(WHAT TO DO)
The expected result is a word-for-word copy of the entries, minus any pictures.

(RECORD EXCERPTS)
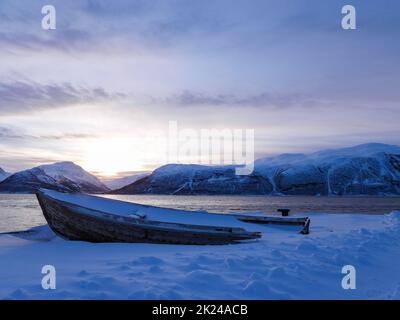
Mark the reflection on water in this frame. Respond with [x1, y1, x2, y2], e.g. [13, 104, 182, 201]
[0, 194, 47, 233]
[1, 194, 400, 233]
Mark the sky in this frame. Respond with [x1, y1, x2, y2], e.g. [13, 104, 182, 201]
[0, 0, 399, 177]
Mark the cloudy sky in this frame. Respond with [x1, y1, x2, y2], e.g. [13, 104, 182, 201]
[0, 0, 399, 177]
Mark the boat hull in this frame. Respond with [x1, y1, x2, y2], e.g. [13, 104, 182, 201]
[36, 191, 261, 245]
[233, 214, 310, 234]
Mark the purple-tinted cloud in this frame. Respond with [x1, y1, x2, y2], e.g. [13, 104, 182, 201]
[0, 80, 125, 114]
[0, 126, 97, 141]
[164, 91, 319, 108]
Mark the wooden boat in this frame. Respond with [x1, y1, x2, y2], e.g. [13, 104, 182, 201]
[231, 214, 310, 235]
[36, 189, 310, 245]
[36, 189, 262, 245]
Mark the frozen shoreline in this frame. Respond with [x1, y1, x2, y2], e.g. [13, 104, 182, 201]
[1, 212, 400, 300]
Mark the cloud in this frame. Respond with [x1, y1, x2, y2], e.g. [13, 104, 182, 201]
[40, 133, 98, 140]
[0, 127, 25, 139]
[0, 29, 93, 53]
[0, 150, 63, 172]
[0, 80, 125, 115]
[163, 90, 319, 109]
[0, 126, 97, 141]
[1, 0, 400, 56]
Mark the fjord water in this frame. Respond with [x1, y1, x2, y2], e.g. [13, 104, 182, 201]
[1, 194, 400, 233]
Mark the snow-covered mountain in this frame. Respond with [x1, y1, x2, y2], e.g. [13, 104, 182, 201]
[114, 143, 400, 196]
[115, 164, 273, 195]
[0, 162, 109, 194]
[254, 143, 400, 195]
[103, 173, 150, 191]
[0, 168, 11, 183]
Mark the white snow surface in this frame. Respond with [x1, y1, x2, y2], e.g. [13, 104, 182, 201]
[1, 195, 400, 299]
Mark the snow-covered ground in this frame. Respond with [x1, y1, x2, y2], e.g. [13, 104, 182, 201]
[1, 211, 400, 300]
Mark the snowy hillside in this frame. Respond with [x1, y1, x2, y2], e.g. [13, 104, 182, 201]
[115, 164, 273, 195]
[255, 143, 400, 195]
[115, 143, 400, 196]
[0, 162, 109, 194]
[0, 168, 10, 183]
[38, 162, 106, 191]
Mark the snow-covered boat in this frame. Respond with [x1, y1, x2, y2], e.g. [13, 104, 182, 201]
[36, 189, 310, 245]
[36, 189, 262, 245]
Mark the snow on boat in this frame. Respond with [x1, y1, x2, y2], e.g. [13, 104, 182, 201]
[36, 189, 262, 245]
[36, 189, 310, 245]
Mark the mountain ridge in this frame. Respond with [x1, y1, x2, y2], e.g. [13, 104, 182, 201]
[1, 143, 400, 195]
[0, 167, 11, 183]
[0, 162, 109, 194]
[114, 143, 400, 196]
[101, 173, 151, 190]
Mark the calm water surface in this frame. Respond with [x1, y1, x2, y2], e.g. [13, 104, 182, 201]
[1, 194, 400, 233]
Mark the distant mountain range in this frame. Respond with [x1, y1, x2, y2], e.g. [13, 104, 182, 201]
[114, 143, 400, 196]
[1, 143, 400, 195]
[0, 162, 108, 194]
[102, 173, 150, 190]
[0, 168, 11, 183]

(SOLUTION BELOW)
Mark the reflection on water in this frame. Respond with [x1, y1, x2, y2], e.g. [13, 104, 182, 201]
[0, 194, 47, 233]
[1, 194, 400, 233]
Mark the sky in this frame. Respond with [x1, y1, x2, y2], e.g. [13, 104, 182, 201]
[0, 0, 399, 177]
Mark the cloudy sky in this frame. Respond with [x1, y1, x2, y2], e.g. [13, 104, 182, 201]
[0, 0, 399, 177]
Mark the boat hull in this frame. Respond with [x1, y1, x2, y2], e.g. [13, 104, 182, 201]
[36, 191, 261, 245]
[233, 214, 310, 234]
Mark the purple-tinted cloud in this frame. Respond with [x1, y1, x2, y2], e.g. [13, 104, 182, 201]
[0, 80, 125, 114]
[0, 126, 97, 141]
[164, 91, 319, 108]
Mark the wooden boat in this frame. Respond with [x1, y1, x2, y2], e.g. [13, 104, 182, 201]
[231, 214, 310, 235]
[36, 189, 310, 245]
[36, 189, 262, 245]
Mark the frozen shoreline in this frame. Respond with [x1, y1, x2, y2], e.g. [13, 104, 182, 201]
[1, 212, 400, 300]
Mark the cloud in this frame. Respond with [x1, y1, x2, y2], e.g. [13, 104, 182, 201]
[40, 133, 98, 140]
[0, 127, 25, 139]
[0, 29, 93, 53]
[0, 150, 63, 172]
[0, 80, 125, 115]
[163, 90, 319, 109]
[0, 126, 97, 141]
[1, 0, 400, 56]
Mark the fjord water in this frame. Respond with [x1, y1, x2, y2], e.g. [13, 104, 182, 201]
[1, 194, 400, 233]
Mark the snow-covered mountain in this frame. Respond with [x1, y1, x2, y2], e.g. [13, 104, 182, 201]
[114, 143, 400, 196]
[115, 164, 273, 195]
[0, 162, 109, 194]
[254, 143, 400, 195]
[103, 173, 150, 191]
[0, 168, 11, 183]
Mark the white snow surface in this frame. Respond with [x1, y1, x2, y2], e.g. [13, 104, 182, 201]
[1, 195, 400, 299]
Mark the snow-covered ground in this frame. Respond with [x1, y1, x2, y2], e.g. [13, 104, 182, 201]
[1, 211, 400, 300]
Mark the snowy hillside in this frame. Respond with [x1, y1, x2, y2], e.g. [13, 104, 182, 201]
[115, 164, 273, 195]
[255, 143, 400, 195]
[115, 143, 400, 196]
[0, 162, 109, 194]
[0, 168, 10, 183]
[38, 162, 106, 191]
Mark the snow-covered boat in this frame. Respond with [x1, y1, x2, y2], e.g. [13, 104, 182, 201]
[36, 189, 310, 245]
[36, 189, 262, 245]
Mark the snow on boat in this frame. Respond with [x1, y1, x2, y2], e.g. [13, 104, 182, 201]
[36, 189, 262, 245]
[36, 189, 310, 245]
Mark the mountain ridge in this frame. Respond with [x1, y1, x2, y2], e.g. [13, 104, 182, 201]
[1, 143, 400, 195]
[0, 167, 11, 183]
[0, 162, 109, 194]
[114, 143, 400, 196]
[101, 173, 151, 190]
Mark the calm water surface in this frame. Respond with [x1, y1, x2, y2], e.g. [13, 104, 182, 201]
[1, 194, 400, 233]
Mark the distant mountain range in this frame. Respond with [x1, y1, x2, y2], e.g. [13, 104, 182, 201]
[114, 143, 400, 196]
[1, 143, 400, 195]
[0, 162, 108, 194]
[102, 173, 150, 190]
[0, 168, 11, 183]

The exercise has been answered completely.